▶ Your task
Resume the passage about writing an ethnographic monograph on Madagascar, picking up right after its final sentence.

▶ Study text
============

I did find myself a little disturbed, in the course of writing, with some of the imperatives of academic production. The standard, nowadays, is that a monograph should be both ethnographic and a work of theory, and at the same time, organized around a single major point or argument. I was continually being advised to reorganize the book in this way. Why don’t you broaden its appeal, colleagues told me, by making it a book about the crisis of the state in Africa? It should be a book about the weight of the past. It should be a book about slavery. The advice was nothing if not well-intended and made a great deal of sense considering the fact that most academic books sell copies largely when they are assigned in courses, but it always sat uneasily on me. It seemed somehow to do a kind of violence to the experience. It’s all a little reminiscent of arguments that, say, Balinese culture is “about” hierarchy or ritual or somesuch. Nonsense! A culture isn’t “about” anything. It’s about everything. People don’t live their lives to prove some academic’s point. The ambition of ethnography used to be—at least, I always thought it was—to describe or at least give access to a universe, a total way of life. While this might seem, in retrospect, to have been a bit overweening and simplistic, it seems at least more respectful than reducing the lives of one’s former friends to illustrations of a single theoretical argument. Obviously, the book is hardly lacking in theoretical arguments, but I like to think they arise in dialogue with my interlocutors in Madagascar. The only one that doesn’t, in fact, a theory about narrative I hatched while working in the archives in the capital, is there mainly to be shot down when I start listening to the stories people actually tell (though I do think it’s an interesting theory in itself.)

============

▶ Collection entries
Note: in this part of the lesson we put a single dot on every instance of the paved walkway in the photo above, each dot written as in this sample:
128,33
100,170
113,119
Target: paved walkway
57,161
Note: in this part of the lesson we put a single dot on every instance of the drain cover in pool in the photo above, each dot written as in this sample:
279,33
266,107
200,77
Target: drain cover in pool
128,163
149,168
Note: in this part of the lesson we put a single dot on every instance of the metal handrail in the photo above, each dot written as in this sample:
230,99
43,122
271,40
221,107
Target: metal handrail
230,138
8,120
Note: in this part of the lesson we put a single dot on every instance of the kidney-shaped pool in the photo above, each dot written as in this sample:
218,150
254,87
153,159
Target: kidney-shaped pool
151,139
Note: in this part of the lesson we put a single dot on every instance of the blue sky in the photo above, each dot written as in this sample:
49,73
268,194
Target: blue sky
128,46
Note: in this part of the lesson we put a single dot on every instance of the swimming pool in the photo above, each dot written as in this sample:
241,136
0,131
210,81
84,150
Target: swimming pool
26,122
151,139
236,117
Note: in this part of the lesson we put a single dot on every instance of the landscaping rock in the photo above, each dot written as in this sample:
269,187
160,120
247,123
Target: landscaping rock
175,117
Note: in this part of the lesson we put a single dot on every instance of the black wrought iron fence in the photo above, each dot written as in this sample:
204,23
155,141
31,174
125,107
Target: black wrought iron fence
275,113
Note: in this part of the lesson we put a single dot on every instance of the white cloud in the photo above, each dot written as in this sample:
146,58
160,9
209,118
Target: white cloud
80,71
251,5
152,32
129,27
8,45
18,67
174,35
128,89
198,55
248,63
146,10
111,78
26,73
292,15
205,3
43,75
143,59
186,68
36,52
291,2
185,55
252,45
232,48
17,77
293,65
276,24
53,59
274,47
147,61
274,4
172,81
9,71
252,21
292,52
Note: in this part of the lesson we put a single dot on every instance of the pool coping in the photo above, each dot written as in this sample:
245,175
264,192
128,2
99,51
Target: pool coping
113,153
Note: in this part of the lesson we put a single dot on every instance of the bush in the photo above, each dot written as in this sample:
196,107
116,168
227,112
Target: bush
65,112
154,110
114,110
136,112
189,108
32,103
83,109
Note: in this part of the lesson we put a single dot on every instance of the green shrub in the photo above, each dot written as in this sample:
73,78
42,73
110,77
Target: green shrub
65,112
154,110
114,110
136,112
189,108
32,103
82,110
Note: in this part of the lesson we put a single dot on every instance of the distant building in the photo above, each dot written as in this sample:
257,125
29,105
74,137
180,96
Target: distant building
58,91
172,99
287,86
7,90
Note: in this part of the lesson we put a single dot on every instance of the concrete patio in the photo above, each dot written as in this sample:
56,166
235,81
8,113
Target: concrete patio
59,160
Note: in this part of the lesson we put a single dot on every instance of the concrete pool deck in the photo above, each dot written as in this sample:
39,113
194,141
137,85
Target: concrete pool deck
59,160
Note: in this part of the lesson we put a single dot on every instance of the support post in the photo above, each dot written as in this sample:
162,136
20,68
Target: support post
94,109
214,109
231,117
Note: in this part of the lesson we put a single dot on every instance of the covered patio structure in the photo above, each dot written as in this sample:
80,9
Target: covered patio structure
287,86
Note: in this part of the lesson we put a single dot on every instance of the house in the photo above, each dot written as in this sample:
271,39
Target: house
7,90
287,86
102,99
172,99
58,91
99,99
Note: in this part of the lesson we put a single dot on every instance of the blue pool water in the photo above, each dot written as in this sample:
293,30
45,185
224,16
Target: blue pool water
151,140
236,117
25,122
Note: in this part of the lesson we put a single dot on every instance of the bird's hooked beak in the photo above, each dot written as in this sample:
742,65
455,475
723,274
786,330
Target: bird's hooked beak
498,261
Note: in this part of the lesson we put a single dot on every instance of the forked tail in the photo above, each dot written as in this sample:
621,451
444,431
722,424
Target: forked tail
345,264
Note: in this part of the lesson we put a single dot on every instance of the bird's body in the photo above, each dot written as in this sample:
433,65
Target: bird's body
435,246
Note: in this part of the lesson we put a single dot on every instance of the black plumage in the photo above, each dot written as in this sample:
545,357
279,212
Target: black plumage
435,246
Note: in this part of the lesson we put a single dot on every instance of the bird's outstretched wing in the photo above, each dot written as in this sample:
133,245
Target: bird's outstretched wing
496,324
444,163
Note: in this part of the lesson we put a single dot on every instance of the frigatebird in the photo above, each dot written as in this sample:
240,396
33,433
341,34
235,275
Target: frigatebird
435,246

============

▶ Your response
Let me turn to acknowledgments.

First of all, I must thank the editor, Rebecca Tolen, for being so patient with me, and for contributing so much to bringing this into being. Sometimes I think editors should be listed as co-authors. Instead, their names often do not appear anywhere in the book at all. Also Kristi Long who helped immeasurably in straightening the manuscript out.

Let me list some others, students, colleagues, and friends who have contributed in one way or another to its creation: Maureen Anderson, Nina Bhatt, Maurice Bloch, Richard Burger, Alain Caillé, Durba Chattaraj, Jennifer Cole, John Comaroff, Jean Comaroff, Jennifer Dragon, Sandra Evers, Gillian Feeley-Harnik, Magnus Fiskesjö, Thomas Hansen, Laurie Hart, Joseph Hill, Jennifer Jackson, Ivan Karp, Pier Larson, Michael Lambek, Nhu Thi Le, Moon-Hee Lee, Lauren Leve, Enrique Mayer, Wyatt MacGaffey, Christina Moon, Dale Pesman, Ilona Raitsimring, Elie Rajaonarison, Jean-Aime Rakotoarisoa, Jacques Rakotonaivo, Curtis Renoe, Mieka Ritsema, Stuart Rockefeller, Marshall Sahlins, Ariane Schulz, Michael Silverstein, Raymond T. Smith, Terence Turner, David Watts, Hylton White, Zhen Zhang, everyone at the Arsivam-Pirenena, especially Nico, whom I miss enormously, Chantal and Patricia and Parson and all my other self-appointed research assistants, everyone mentioned in this book, especially of course the families of Armand and Miadana, but really everyone. The book itself is meant to stand as thanks, tribute, and testimonial: it was for you, to try to preserve something of the integrity of your perspectives, as I perceived it, that I was willing to fight so long to keep the book in its present form.